**Instruction**.
Copy word for word the stretch of the pricing metric passage that begins at the words "Buyers trade money" and stops after "margin, and profit.".

**Supplied passage**.
• • • • • • •

The first indication that you need a new pricing metric is you have customers who get massive amounts of value but don’t pay you very much.  

A pricing metric is what you charge for.  It’s usually what goes on your invoice.  Companies that sell physical goods typically charge by the item.  Software and service companies have many options.  You can charge by the click, download, storage, hour, month, project, and many, many more.  The goal is to find a pricing metric where the customers pay more as they receive more value. 

When a customer receives way more value than they pay for, you likely have a pricing metric problem.  You are charging for the wrong factor.  

One company sold a software tool to law firms and charged by the user.  That metric worked well for smaller law firms because each lawyer who used the tool had a license.  However, they identified some larger law firms that used the tool more but paid lower prices than many smaller firms.  After looking into the reason, they found that larger firms hired a few assistants whose job was to use the tool for every lawyer.  Since only the assistants needed a license, they bought fewer licenses than smaller firms.  Hence, pricing by the user didn’t capture the value they delivered to large law firms.

The solution, of course, is to stop charging by the user and instead charge by something else, probably something related to usage of the tool.  

Here is my recommendation.  If you monitor the usage of your product (and you should if you are a cloud-based SaaS provider), take the overall price a customer pays and divide it by their usage.  You now have a price per use.  Do you see a huge range?  Is there a point where the price per use jumps?  If yes, investigate to see what is happening.  It may be time to rethink your pricing metric.  

If you can’t monitor usage, estimate how much value each customer receives.  Compare that to how much they pay.  If some customers receive much more value than they pay for, you may have the wrong pricing metric.

Buyers trade money for value.  But when they get way more value than they pay for, you are doing something wrong.  It’s likely an easy place to grow your revenue, margin, and profit.  

What indicator do you use to revisit your pricing metric?

• • • • • • •

**Extracted information**.

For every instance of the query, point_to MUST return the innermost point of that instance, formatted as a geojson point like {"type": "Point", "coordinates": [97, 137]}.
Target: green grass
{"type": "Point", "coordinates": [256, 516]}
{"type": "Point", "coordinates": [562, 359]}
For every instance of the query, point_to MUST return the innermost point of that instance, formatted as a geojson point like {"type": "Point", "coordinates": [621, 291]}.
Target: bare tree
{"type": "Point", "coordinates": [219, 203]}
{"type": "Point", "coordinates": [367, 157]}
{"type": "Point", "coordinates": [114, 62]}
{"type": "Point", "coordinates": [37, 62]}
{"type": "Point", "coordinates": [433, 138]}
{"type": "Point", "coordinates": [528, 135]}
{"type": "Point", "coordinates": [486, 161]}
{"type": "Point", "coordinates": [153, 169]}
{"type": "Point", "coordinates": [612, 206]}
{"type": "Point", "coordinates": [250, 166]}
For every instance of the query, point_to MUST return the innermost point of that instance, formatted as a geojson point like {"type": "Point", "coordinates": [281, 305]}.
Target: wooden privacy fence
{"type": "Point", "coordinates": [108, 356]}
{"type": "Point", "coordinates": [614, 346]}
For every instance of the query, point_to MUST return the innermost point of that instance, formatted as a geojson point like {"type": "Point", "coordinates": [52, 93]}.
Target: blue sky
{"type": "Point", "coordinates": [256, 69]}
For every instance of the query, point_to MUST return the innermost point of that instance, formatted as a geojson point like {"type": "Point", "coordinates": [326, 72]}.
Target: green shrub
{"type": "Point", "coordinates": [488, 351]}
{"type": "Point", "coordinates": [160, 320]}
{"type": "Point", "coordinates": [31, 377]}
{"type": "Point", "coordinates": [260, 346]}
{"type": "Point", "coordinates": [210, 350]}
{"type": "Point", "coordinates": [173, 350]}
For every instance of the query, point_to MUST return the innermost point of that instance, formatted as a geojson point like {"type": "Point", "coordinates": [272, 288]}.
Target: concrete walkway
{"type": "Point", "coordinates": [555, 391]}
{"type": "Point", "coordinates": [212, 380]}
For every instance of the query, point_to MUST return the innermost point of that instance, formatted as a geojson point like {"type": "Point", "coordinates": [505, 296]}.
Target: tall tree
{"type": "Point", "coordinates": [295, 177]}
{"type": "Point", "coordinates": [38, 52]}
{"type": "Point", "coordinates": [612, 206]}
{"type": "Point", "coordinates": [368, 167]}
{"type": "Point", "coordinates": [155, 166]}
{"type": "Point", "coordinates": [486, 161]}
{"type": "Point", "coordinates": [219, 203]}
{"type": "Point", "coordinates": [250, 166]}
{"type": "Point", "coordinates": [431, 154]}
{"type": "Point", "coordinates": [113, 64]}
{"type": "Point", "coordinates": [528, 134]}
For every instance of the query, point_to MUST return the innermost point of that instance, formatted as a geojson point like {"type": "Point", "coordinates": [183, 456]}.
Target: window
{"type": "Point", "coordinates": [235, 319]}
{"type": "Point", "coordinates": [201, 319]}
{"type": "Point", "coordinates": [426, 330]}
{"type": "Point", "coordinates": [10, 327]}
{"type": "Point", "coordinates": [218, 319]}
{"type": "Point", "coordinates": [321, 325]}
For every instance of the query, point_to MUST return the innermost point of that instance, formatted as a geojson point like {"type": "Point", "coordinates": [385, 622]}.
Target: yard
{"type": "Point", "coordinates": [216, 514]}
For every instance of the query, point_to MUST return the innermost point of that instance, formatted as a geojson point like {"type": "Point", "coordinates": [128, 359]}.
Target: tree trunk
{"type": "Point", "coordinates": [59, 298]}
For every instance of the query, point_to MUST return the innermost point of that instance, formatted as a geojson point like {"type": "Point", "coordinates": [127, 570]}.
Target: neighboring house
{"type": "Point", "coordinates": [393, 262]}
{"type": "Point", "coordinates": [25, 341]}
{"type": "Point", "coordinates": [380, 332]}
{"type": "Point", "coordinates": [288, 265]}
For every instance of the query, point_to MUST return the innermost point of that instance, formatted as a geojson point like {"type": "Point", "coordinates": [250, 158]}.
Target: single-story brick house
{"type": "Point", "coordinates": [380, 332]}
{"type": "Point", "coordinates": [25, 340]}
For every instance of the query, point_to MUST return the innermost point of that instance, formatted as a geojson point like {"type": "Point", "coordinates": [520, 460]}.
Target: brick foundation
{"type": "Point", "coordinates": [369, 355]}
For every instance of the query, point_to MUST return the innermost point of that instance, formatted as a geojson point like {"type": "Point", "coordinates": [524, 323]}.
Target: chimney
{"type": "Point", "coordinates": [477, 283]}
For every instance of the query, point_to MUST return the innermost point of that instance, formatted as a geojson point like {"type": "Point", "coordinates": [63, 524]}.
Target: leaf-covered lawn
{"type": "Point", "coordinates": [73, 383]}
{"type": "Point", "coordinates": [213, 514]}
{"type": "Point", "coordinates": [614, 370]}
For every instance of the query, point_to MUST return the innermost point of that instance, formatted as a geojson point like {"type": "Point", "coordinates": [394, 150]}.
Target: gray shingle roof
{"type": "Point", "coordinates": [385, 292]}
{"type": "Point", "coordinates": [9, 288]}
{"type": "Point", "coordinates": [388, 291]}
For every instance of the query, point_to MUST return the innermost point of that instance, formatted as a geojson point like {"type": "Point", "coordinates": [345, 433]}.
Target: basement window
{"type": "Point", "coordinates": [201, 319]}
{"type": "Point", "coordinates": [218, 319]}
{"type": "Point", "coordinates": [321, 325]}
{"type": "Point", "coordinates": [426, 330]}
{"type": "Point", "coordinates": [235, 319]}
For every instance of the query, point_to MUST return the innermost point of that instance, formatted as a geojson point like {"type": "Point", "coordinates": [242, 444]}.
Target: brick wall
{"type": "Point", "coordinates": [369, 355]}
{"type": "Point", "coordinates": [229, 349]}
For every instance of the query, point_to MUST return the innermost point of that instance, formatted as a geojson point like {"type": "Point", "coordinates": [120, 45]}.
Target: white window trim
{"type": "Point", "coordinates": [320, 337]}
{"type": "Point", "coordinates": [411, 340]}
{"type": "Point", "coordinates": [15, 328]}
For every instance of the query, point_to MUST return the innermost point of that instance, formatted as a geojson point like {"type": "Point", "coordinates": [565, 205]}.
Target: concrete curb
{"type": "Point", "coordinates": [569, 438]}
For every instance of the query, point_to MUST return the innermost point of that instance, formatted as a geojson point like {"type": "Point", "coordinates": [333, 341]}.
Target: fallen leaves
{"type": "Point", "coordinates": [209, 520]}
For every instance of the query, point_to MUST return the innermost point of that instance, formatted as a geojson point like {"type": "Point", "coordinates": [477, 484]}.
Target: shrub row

• • • • • • •

**Answer to the problem**.
Buyers trade money for value.  But when they get way more value than they pay for, you are doing something wrong.  It’s likely an easy place to grow your revenue, margin, and profit.